*SET PROBLEM:* Revise the items starting at the line that contains "bird's eye, one" and running through the last item, replacing "blue jay" with "scrub jay" and leaving everything else unchanged.

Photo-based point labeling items
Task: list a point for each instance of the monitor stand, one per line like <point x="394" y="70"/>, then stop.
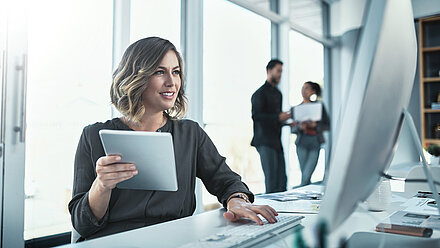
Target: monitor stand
<point x="378" y="239"/>
<point x="407" y="116"/>
<point x="371" y="239"/>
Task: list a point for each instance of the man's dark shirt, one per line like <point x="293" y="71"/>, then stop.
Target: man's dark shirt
<point x="266" y="108"/>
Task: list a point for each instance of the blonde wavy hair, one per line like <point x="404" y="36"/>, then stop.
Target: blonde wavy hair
<point x="130" y="79"/>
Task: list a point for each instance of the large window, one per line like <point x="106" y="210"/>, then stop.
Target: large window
<point x="306" y="64"/>
<point x="236" y="51"/>
<point x="70" y="59"/>
<point x="155" y="18"/>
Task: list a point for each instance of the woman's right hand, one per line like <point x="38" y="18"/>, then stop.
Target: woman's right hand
<point x="110" y="172"/>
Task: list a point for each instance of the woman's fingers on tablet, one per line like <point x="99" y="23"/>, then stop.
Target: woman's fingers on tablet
<point x="106" y="160"/>
<point x="115" y="168"/>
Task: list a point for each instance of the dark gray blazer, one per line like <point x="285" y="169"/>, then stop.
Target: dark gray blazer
<point x="196" y="156"/>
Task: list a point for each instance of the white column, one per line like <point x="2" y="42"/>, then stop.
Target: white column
<point x="192" y="50"/>
<point x="121" y="34"/>
<point x="14" y="144"/>
<point x="284" y="85"/>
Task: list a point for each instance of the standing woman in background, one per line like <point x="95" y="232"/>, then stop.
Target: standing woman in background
<point x="310" y="134"/>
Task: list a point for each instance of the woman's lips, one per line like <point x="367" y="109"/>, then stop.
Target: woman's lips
<point x="167" y="94"/>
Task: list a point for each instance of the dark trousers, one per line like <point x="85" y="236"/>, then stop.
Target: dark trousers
<point x="274" y="168"/>
<point x="308" y="153"/>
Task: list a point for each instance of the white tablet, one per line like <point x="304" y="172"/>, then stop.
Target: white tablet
<point x="151" y="152"/>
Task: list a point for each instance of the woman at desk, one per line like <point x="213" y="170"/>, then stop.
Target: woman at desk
<point x="309" y="134"/>
<point x="148" y="90"/>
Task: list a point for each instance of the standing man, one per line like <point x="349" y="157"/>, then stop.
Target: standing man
<point x="268" y="120"/>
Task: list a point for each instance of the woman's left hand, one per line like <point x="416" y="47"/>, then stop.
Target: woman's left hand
<point x="238" y="208"/>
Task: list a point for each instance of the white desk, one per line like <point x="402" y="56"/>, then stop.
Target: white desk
<point x="190" y="229"/>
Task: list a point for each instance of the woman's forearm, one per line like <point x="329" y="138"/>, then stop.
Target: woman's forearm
<point x="99" y="199"/>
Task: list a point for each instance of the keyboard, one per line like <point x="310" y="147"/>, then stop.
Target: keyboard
<point x="246" y="235"/>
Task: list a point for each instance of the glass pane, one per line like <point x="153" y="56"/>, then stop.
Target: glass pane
<point x="70" y="59"/>
<point x="155" y="18"/>
<point x="307" y="14"/>
<point x="306" y="64"/>
<point x="236" y="51"/>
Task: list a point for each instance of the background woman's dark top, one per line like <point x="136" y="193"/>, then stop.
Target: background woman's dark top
<point x="195" y="155"/>
<point x="321" y="126"/>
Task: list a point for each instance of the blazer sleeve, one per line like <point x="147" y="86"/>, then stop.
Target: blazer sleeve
<point x="215" y="174"/>
<point x="82" y="217"/>
<point x="324" y="124"/>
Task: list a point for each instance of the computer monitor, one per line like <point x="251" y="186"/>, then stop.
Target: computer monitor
<point x="381" y="81"/>
<point x="406" y="155"/>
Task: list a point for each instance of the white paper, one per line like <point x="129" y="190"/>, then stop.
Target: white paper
<point x="307" y="112"/>
<point x="299" y="206"/>
<point x="421" y="206"/>
<point x="406" y="218"/>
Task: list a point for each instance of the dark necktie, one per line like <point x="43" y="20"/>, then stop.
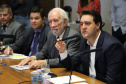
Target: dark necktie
<point x="56" y="51"/>
<point x="4" y="29"/>
<point x="35" y="43"/>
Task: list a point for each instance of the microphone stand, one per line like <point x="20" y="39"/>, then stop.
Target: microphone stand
<point x="84" y="52"/>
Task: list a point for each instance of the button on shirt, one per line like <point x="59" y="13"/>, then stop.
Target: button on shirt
<point x="92" y="71"/>
<point x="118" y="15"/>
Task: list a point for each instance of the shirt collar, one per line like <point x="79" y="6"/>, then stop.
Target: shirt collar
<point x="95" y="43"/>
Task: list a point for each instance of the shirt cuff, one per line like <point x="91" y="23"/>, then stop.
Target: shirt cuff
<point x="63" y="55"/>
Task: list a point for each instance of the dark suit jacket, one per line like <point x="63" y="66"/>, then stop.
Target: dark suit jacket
<point x="14" y="28"/>
<point x="109" y="62"/>
<point x="24" y="44"/>
<point x="48" y="49"/>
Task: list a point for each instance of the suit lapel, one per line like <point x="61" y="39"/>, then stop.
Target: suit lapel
<point x="0" y="28"/>
<point x="99" y="45"/>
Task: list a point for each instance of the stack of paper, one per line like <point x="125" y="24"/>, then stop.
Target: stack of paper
<point x="14" y="56"/>
<point x="65" y="79"/>
<point x="20" y="67"/>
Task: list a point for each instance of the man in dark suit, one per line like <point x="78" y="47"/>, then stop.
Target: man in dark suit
<point x="9" y="26"/>
<point x="26" y="45"/>
<point x="58" y="21"/>
<point x="108" y="64"/>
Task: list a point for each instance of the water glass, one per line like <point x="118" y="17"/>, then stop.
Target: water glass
<point x="34" y="77"/>
<point x="46" y="79"/>
<point x="45" y="69"/>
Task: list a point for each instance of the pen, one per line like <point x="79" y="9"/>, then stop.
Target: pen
<point x="2" y="64"/>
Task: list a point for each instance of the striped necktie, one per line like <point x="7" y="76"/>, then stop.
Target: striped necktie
<point x="36" y="39"/>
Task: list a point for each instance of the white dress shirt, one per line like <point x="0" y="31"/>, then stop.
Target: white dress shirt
<point x="92" y="71"/>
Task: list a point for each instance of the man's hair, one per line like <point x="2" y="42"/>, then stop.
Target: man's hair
<point x="64" y="15"/>
<point x="3" y="6"/>
<point x="96" y="16"/>
<point x="37" y="9"/>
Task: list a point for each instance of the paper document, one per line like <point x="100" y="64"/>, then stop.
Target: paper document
<point x="14" y="56"/>
<point x="65" y="79"/>
<point x="20" y="67"/>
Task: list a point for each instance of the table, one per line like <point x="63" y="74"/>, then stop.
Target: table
<point x="12" y="76"/>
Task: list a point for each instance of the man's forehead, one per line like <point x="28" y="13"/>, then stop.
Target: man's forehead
<point x="87" y="18"/>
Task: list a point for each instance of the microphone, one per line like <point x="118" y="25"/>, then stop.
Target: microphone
<point x="83" y="52"/>
<point x="70" y="37"/>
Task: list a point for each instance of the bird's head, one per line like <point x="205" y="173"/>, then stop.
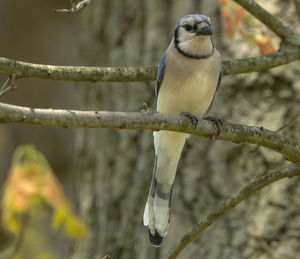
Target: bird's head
<point x="192" y="35"/>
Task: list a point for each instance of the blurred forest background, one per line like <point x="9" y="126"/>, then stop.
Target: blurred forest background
<point x="106" y="173"/>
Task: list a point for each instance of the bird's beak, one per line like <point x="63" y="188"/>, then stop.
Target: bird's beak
<point x="205" y="31"/>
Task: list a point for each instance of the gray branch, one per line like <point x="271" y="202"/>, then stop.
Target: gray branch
<point x="230" y="203"/>
<point x="133" y="74"/>
<point x="236" y="133"/>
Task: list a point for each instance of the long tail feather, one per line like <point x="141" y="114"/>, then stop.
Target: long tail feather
<point x="157" y="210"/>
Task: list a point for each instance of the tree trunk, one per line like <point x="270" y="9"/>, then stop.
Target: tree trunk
<point x="114" y="167"/>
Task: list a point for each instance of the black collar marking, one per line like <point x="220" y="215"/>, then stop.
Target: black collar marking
<point x="176" y="44"/>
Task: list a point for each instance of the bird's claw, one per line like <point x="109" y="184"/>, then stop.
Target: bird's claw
<point x="218" y="122"/>
<point x="192" y="117"/>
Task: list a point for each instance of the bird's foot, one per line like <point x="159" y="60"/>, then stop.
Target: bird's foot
<point x="218" y="122"/>
<point x="192" y="117"/>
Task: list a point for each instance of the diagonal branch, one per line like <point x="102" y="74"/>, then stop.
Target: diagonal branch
<point x="230" y="203"/>
<point x="236" y="133"/>
<point x="265" y="17"/>
<point x="133" y="74"/>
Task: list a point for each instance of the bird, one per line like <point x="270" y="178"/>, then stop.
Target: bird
<point x="189" y="75"/>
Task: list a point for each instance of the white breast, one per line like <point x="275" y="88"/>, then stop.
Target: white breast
<point x="189" y="84"/>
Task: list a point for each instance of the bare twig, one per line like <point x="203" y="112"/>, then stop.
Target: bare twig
<point x="265" y="17"/>
<point x="236" y="133"/>
<point x="8" y="85"/>
<point x="230" y="203"/>
<point x="76" y="6"/>
<point x="288" y="123"/>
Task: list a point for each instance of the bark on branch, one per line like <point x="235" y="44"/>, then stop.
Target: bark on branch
<point x="230" y="203"/>
<point x="236" y="133"/>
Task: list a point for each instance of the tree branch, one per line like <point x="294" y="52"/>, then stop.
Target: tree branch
<point x="230" y="203"/>
<point x="265" y="17"/>
<point x="77" y="5"/>
<point x="236" y="133"/>
<point x="133" y="74"/>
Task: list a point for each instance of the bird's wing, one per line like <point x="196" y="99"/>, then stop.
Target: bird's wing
<point x="217" y="88"/>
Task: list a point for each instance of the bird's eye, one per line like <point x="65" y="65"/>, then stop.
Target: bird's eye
<point x="188" y="27"/>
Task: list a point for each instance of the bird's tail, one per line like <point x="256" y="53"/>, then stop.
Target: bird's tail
<point x="157" y="210"/>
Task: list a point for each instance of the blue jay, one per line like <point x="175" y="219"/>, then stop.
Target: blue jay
<point x="189" y="75"/>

*OUTPUT BELOW:*
Task: list a point for each instance of the bird's eye, one per line like <point x="65" y="65"/>, then stop.
Target: bird's eye
<point x="188" y="27"/>
Task: list a point for each instance of the bird's tail, one per line like <point x="256" y="53"/>, then stop.
Target: bird's tail
<point x="157" y="210"/>
Task: list a point for each instance of the scrub jay, one per line like <point x="175" y="219"/>, then stop.
Target: scrub jay
<point x="189" y="75"/>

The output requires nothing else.